Corrêa defende o atual modelo e argumenta que este sistema garante o cumprimento dos contratos. “Não é caso de jogador ficar preso para sempre. Para mim, foi uma decisão (do TJUE) infeliz, porque pensou no imediato, sem se deter às peculiaridades do esporte”, opina.

Belfiore exemplifica como um modelo em que é possível jogar sem quitar dívidas pode ser prejudicial. “Se o jogador pode trocar de clube sem pagar multa, ele pode pingar de clube em clube, aumentar salário e nunca pagar a dívida. O clube que depende de transferência e para de receber esses valores não vai ter meios de continuar desenvolvendo.”

Transferências 100% brasileiras não mudariam com provável nova regra

Se a Fifa decretar uma norma que desobrigue quitar a multa antes de inscrever um novo atleta, os clubes brasileiros seriam afetados apenas em transferências externas. Nos negócios feito entre equipes brasileiras, ainda haveria a necessidade de pagamento antes da inscrição, já que isso é determinado por uma lei federal.

### Entradas de dados armazenadas
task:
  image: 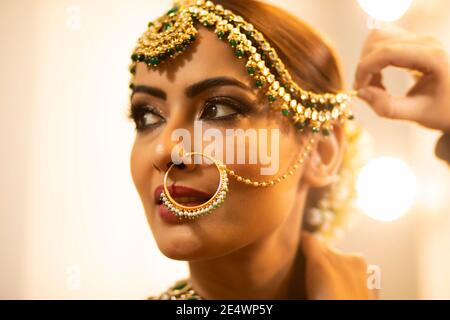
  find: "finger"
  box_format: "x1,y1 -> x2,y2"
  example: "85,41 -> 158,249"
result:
355,44 -> 438,89
358,86 -> 425,121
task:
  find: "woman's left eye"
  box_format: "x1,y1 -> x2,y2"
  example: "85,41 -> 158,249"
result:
200,98 -> 243,120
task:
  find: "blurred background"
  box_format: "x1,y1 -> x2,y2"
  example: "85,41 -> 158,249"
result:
0,0 -> 450,299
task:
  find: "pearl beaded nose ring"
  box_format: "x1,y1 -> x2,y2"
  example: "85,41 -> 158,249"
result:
160,138 -> 315,219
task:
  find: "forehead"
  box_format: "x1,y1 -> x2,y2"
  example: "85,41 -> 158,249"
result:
135,26 -> 254,88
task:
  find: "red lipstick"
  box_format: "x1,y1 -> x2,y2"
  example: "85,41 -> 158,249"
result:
154,185 -> 211,224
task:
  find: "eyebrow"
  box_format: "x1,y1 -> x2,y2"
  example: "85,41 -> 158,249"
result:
131,77 -> 251,100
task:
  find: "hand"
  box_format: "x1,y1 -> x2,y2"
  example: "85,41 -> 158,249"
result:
302,232 -> 376,300
354,27 -> 450,131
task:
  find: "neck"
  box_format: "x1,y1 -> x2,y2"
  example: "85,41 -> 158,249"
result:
189,184 -> 307,300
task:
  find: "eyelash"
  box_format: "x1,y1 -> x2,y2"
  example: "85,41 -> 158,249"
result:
128,96 -> 250,132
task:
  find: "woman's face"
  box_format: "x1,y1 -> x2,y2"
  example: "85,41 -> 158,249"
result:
131,27 -> 312,260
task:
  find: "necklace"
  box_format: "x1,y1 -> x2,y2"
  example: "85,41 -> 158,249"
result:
147,279 -> 204,300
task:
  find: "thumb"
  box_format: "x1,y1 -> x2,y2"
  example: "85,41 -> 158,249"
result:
358,86 -> 423,121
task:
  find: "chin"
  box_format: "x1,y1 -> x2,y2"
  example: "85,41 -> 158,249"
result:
155,226 -> 208,261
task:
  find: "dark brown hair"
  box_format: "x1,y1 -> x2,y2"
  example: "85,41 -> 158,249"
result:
214,0 -> 343,93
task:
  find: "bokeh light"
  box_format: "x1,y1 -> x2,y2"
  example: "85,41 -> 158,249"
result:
356,157 -> 416,221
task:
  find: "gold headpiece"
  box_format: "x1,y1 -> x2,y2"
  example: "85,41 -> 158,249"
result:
130,0 -> 354,135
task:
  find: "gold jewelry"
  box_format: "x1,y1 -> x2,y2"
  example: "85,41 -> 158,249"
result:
147,279 -> 204,300
130,0 -> 356,136
160,152 -> 228,219
160,138 -> 315,219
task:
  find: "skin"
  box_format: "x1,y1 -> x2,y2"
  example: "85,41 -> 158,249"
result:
354,26 -> 450,132
130,27 -> 368,299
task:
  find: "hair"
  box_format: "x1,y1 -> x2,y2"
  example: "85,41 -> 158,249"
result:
214,0 -> 360,239
214,0 -> 343,93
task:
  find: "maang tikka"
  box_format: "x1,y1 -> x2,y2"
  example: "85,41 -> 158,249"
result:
130,0 -> 355,219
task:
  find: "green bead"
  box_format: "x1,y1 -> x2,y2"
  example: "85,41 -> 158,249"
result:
150,57 -> 159,66
281,109 -> 289,117
230,39 -> 237,47
159,52 -> 168,61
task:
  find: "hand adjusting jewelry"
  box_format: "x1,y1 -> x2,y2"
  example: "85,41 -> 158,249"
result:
160,138 -> 315,219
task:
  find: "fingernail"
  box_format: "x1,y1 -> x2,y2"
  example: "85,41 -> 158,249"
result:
358,89 -> 371,101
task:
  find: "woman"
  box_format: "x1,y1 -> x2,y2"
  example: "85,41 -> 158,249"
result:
126,0 -> 450,299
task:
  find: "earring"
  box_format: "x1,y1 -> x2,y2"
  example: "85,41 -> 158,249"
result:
160,152 -> 228,219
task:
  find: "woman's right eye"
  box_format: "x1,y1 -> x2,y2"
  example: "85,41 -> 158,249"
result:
131,105 -> 165,132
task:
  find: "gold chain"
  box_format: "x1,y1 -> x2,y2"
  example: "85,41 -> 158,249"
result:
225,138 -> 315,187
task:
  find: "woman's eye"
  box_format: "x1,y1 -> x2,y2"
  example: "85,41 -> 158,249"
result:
200,100 -> 241,120
132,106 -> 164,131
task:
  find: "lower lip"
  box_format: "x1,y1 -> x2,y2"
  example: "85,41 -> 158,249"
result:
158,202 -> 205,224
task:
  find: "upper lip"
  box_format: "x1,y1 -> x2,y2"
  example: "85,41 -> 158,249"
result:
154,184 -> 211,204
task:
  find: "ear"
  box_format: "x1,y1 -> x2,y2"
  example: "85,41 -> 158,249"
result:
304,124 -> 347,188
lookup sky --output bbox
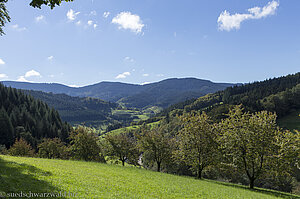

### Conjunto de tarefas
a – Segundo o texto sobre transferências de jogadores, o que determina a exigência de pagamento antes da inscrição nos negócios entre equipes brasileiras?
b – Indique se cada afirmação concorda com o texto sobre transferências de jogadores, respondendo sim ou não e citando as palavras do texto que decidem: (i) Corrêa considera infeliz a decisão do TJUE. (ii) Uma nova norma da Fifa afetaria as transferências entre clubes brasileiros. (iii) Belfiore diz que o clube que depende de transferência e para de receber esses valores não terá meios de continuar se desenvolvendo.
c – Prossiga o texto sobre transferências de jogadores a partir da última frase apresentada.
Os itens não são necessários aqui.

### Respostas por tarefa
a – Uma lei federal.

b –
(i) Sim: "Para mim, foi uma decisão (do TJUE) infeliz"
(ii) Não: "os clubes brasileiros seriam afetados apenas em transferências externas"
(iii) Sim: "O clube que depende de transferência e para de receber esses valores não vai ter meios de continuar desenvolvendo."

c –
Maurício foi contratado pelo Palmeiras junto ao Internacional e, conforme lei brasileira, só pôde ser inscrito pela equipe paulista quando houve o pagamento ao clube gaúcho. Foto: Cesar Greco/Palmeiras

O caso de isso mudar seria por haver alteração na legislação, inspirada por novas definições da Fifa. Chama atenção este cenário, porque, por maior que seja um clube no Brasil, ele é visto como um formador no mercado externo e, portanto, pode sofrer consequências de um sistema mais inseguro.

Pelo potencial de transformação do mercado, o caso de Diarra é comparado com o que ficou conhecido como Caso Bosman. Em 1990, o atleta belga não pôde ser contratado, mesmo sem vínculo em vigor, porque seu passe ainda pertencia ao último clube pelo qual atuou.

Em uma briga contra Uefa e Fifa, Bosman saiu vencedor e mudou a regra. A partir de então, terminado o contrato, o jogador estava livre para trabalhar em outro clube. Três anos depois da decisão, foi promulgada, no Brasil, a Lei Pelé, que, entre outras coisas, acabou com o “passe” no mercado nacional.

As cláusulas compensatórias estabelecidas pela Fifa passaram a integrar contratos para conferir segurança aos clubes. Os acordos passaram a ser mais longos para ter garantido algum valor em caso de saída de um atleta antes do prazo.

Garantir o pagamento é baseado na confiança e gera estabilidade. A situação causada pela decisão do TJEU surge no sentido contrário, caso seja simplesmente adotada como referência. A partir disso, então, vem a pressão na Fifa para reformular regras. Ou assistir a um colapso.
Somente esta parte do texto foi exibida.